EXERCISE GOAL
Before you finish, make sure each line of the records has been retyped exactly.

EXTRACTED MATERIAL
──────
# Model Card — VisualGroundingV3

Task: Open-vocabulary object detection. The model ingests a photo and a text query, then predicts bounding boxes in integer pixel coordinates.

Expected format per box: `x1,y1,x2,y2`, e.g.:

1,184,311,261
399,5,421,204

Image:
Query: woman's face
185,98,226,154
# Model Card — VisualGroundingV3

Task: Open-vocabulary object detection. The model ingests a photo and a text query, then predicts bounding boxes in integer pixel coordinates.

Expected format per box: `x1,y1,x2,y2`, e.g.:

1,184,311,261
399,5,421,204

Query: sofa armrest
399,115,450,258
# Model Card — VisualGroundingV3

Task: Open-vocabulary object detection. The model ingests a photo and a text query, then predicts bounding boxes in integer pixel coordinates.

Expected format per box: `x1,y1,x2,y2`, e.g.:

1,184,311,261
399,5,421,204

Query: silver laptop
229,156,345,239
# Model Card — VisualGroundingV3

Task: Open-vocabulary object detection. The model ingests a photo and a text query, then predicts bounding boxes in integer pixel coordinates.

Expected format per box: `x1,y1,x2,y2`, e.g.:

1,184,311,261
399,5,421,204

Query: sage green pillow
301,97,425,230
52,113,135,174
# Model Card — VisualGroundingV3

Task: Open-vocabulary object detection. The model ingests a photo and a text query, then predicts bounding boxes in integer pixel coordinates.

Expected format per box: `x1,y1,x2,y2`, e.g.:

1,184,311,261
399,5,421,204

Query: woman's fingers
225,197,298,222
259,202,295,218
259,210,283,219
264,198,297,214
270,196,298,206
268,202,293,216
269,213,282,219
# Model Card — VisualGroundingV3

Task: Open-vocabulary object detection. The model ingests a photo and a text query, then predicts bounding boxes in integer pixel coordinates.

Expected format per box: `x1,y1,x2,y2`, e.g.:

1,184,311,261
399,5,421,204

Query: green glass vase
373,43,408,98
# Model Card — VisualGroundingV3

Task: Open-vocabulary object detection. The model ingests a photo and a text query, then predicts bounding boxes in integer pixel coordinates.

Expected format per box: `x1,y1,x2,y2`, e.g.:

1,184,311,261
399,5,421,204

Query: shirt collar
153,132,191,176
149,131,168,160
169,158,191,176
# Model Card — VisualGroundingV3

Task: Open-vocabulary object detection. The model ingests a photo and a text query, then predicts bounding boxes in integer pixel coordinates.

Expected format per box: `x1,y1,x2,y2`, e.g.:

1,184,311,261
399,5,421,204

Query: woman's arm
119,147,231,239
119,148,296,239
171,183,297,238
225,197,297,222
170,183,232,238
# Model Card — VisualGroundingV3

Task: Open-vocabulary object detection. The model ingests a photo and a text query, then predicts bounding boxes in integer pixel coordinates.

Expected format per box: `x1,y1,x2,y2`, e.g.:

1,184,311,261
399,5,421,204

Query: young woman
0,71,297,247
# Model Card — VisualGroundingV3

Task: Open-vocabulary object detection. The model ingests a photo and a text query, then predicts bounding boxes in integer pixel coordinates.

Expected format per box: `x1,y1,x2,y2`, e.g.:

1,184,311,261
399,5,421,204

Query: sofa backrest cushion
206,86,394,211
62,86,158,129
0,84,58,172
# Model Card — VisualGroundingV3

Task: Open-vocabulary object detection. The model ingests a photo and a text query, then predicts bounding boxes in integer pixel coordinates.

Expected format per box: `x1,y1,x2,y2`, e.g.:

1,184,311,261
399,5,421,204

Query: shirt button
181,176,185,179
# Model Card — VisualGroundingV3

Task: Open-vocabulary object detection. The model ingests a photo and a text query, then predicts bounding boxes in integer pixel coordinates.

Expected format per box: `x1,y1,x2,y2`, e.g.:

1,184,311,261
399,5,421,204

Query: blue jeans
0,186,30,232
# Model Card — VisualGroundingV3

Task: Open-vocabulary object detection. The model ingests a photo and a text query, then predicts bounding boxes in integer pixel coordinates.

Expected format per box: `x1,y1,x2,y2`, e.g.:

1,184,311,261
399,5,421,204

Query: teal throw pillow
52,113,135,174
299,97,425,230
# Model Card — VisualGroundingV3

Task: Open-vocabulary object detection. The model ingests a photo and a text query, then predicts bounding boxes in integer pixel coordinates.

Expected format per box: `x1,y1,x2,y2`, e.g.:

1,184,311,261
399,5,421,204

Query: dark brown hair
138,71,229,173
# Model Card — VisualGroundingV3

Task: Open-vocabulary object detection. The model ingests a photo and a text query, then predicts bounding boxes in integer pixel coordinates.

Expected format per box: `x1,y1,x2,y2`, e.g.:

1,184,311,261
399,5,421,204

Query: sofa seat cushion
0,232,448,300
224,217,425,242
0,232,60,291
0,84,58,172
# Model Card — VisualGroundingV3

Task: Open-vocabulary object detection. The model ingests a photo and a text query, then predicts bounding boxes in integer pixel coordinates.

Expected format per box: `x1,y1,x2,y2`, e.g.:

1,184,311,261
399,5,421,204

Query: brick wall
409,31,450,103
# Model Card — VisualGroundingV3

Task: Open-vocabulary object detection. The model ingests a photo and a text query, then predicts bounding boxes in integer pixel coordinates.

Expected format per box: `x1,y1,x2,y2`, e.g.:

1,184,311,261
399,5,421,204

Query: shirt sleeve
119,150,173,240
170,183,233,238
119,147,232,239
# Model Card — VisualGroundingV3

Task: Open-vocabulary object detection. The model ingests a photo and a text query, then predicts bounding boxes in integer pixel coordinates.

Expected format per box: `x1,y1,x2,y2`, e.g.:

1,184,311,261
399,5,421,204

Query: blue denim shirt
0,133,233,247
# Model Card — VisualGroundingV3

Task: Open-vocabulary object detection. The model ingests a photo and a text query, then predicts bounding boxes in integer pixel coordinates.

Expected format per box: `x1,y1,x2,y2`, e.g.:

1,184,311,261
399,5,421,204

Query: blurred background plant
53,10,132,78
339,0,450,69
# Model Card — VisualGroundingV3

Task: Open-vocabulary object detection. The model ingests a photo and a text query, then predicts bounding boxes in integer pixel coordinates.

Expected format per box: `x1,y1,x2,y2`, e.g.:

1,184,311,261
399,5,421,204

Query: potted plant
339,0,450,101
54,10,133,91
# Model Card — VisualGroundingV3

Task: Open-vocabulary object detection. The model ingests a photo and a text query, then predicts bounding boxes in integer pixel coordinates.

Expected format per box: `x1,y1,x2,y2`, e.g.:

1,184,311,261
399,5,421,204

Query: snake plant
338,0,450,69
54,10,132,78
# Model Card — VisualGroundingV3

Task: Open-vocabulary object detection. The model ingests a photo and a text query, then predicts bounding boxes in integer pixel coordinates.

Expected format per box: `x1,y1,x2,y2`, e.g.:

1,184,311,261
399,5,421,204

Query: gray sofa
──────
RESPONSE TO THIS EXERCISE
# Model Card — VisualGroundingV3

Task: Open-vocabulary object detection. The model ingests a photo and a text query, then predicts bounding boxes in integer pixel coordinates.

Expected format per box: `x1,y1,x2,y2`, e.g.:

1,184,311,261
399,5,421,204

Image:
Query: woman's face
185,98,226,154
# Model Card — VisualGroundingV3

Task: Open-vocabulary object detection. The model ingests a photo and a text query, then predicts bounding boxes in integer pixel coordinates.

Expected format per box: `x1,y1,x2,y2`, e.g.:

1,184,311,261
399,5,421,204

Query: sofa armrest
399,115,450,258
# Model Card — VisualGroundingV3

Task: Open-vocabulary object detection. The model ingests a photo and a text query, then predicts bounding boxes in integer pixel coordinates.

Expected format per box: `x1,y1,x2,y2`, e.g.:

1,184,311,261
399,5,421,204

Query: silver laptop
229,156,345,239
# Model Card — VisualGroundingV3

Task: Open-vocabulary object detection. The model ingests a photo and a text query, then predicts bounding boxes in integer pixel coordinates.

Expected format per box: `x1,y1,x2,y2`, e.g.:

1,184,311,261
399,5,421,204

Query: sage green pillow
301,97,425,230
52,113,135,174
# Model Card — VisualGroundingV3

Task: Open-vocabulary object detection. The model ingests a photo and a text query, then predicts bounding boxes in integer pixel coordinates.

Expected format per box: `x1,y1,x2,y2`, e.g.:

1,184,311,261
399,5,421,204

Query: woman's fingers
225,197,298,222
259,202,295,218
259,210,283,219
264,198,297,214
270,196,298,206
268,202,293,216
269,213,282,219
# Model Card — VisualGroundingV3

Task: Open-vocabulary object detection. The model ingests a photo and a text query, then predicts bounding boxes in integer pixel coordinates.

Expected format per box: `x1,y1,x2,y2`, e.g.:

1,184,311,261
399,5,421,204

Query: green glass vase
373,43,408,98
# Model Card — VisualGroundingV3

Task: Open-vocabulary object detection. The model ingests a photo and a text query, then predicts bounding boxes in integer pixel coordinates.

Expected format per box: `x1,y1,x2,y2`, e.g.:

1,184,311,261
399,5,421,204

Query: shirt collar
153,132,191,176
149,131,168,160
169,158,191,176
# Model Card — VisualGroundingV3

Task: Open-vocabulary object detection. The model ingests a photo and a text query, then predicts bounding boxes in integer pixel coordinates.

Expected format per box: `x1,y1,x2,y2`, e.g.:

1,184,311,261
399,5,421,204

Query: woman's arm
119,147,231,239
119,148,296,239
171,183,297,238
225,197,297,222
170,183,232,238
# Model Card — VisualGroundingV3

Task: Open-vocabulary object detection. The model ingests a photo and a text query, then predicts bounding boxes in integer pixel coordinates.

Expected format per box: `x1,y1,x2,y2`, e.g.:

1,184,311,261
399,5,421,204

Query: young woman
0,71,297,247
# Model Card — VisualGroundingV3

Task: Open-vocabulary object detection. The model ingests a photo and a text query, then predicts bounding boxes in integer pixel coordinates.

Expected format per box: `x1,y1,x2,y2`, e.g.:

1,184,311,261
399,5,421,204

Query: sofa backrest cushion
206,86,394,211
62,86,158,129
0,84,58,172
# Model Card — VisualGroundingV3

Task: Open-vocabulary object detection. The model ingests a photo and a text query, then predicts bounding boxes in integer pixel coordinates.

Expected format per box: `x1,y1,x2,y2`, e.g.:

1,184,311,261
399,5,421,204

Query: shirt button
181,176,185,179
# Model Card — VisualGroundingV3

Task: Open-vocabulary object detection. The model ingests a photo and a text query, then predicts bounding boxes in integer pixel coordinates.

Expected format per box: `x1,y1,x2,y2`, e.g.:

1,184,311,261
399,5,421,204

Query: blue jeans
0,186,30,232
# Model Card — VisualGroundingV3

Task: Open-vocabulary object detection. The model ingests a photo and a text query, then predicts bounding boxes in integer pixel coordinates.

Expected format per box: `x1,y1,x2,y2`, e.g.:

1,184,311,261
399,5,421,204

Query: teal throw pillow
52,113,135,174
299,97,425,230
# Model Card — VisualGroundingV3

Task: Open-vocabulary object detection. The model ingests a photo and a text query, then predicts bounding boxes in integer pixel coordinates.

Expected format per box: `x1,y1,x2,y2`, e.g.:

1,184,311,261
399,5,421,204

Query: dark brown hair
138,71,229,173
# Model Card — VisualGroundingV3

Task: Open-vocabulary object detection. The model ingests a photo and a text query, then predicts bounding boxes in integer pixel coordinates.

Expected format per box: `x1,y1,x2,y2`, e.g.:

1,184,311,261
399,5,421,204

Query: sofa seat cushion
0,232,448,300
224,217,425,242
0,232,60,291
0,84,58,172
# Model Card — VisualGroundingV3

Task: Open-vocabulary object detection. The model ingests a photo and a text query, then predicts bounding boxes in integer pixel coordinates.

Expected format per box: `x1,y1,x2,y2`, e.g.:

1,184,311,261
399,5,421,204

Query: brick wall
409,31,450,103
# Model Card — VisualGroundingV3

Task: Open-vocabulary object detection. The model ingests a photo and a text query, then predicts bounding boxes in integer pixel coordinates.

Expected format per box: `x1,y1,x2,y2`, e.g.:

1,184,311,261
399,5,421,204

Query: shirt sleeve
119,150,173,240
170,183,233,238
119,147,232,239
# Model Card — VisualGroundingV3

Task: Open-vocabulary object detection. The model ingests a photo and a text query, then predicts bounding boxes in integer pixel coordinates.

Expected format per box: `x1,y1,x2,y2`, e.g.:

1,184,311,261
399,5,421,204

Query: blue denim shirt
0,133,233,247
# Model Card — VisualGroundingV3

Task: Open-vocabulary object detection. The model ingests a photo and a text query, then predicts bounding boxes in integer pixel coordinates.

Expected format per box: `x1,y1,x2,y2`, e.g.:

1,184,311,261
399,5,421,204

Query: blurred background plant
53,10,132,78
339,0,450,69
# Model Card — VisualGroundingV3

Task: Open-vocabulary object detection. The model ingests a photo and a text query, then predicts bounding boxes in integer pixel coordinates.

Expected format per box: `x1,y1,x2,y2`, e.g.:

1,184,311,261
399,5,421,204

Query: potted plant
339,0,450,101
54,10,133,91
# Model Card — VisualGroundingV3

Task: Open-vocabulary object detection. The model ingests a photo and a text query, then predicts bounding boxes in integer pixel coordinates.

Expected format per box: `x1,y1,x2,y2`, e.g.:

1,184,311,261
399,5,421,204

Query: snake plant
338,0,450,69
54,10,132,78
# Model Card — VisualGroundingV3

Task: Open-vocabulary object detection. The model ingests a photo and a text query, then predicts bounding boxes in integer pixel coordinates.

Expected format per box: `x1,y1,x2,y2`, e.g.:

1,184,311,261
399,5,421,204

Query: gray sofa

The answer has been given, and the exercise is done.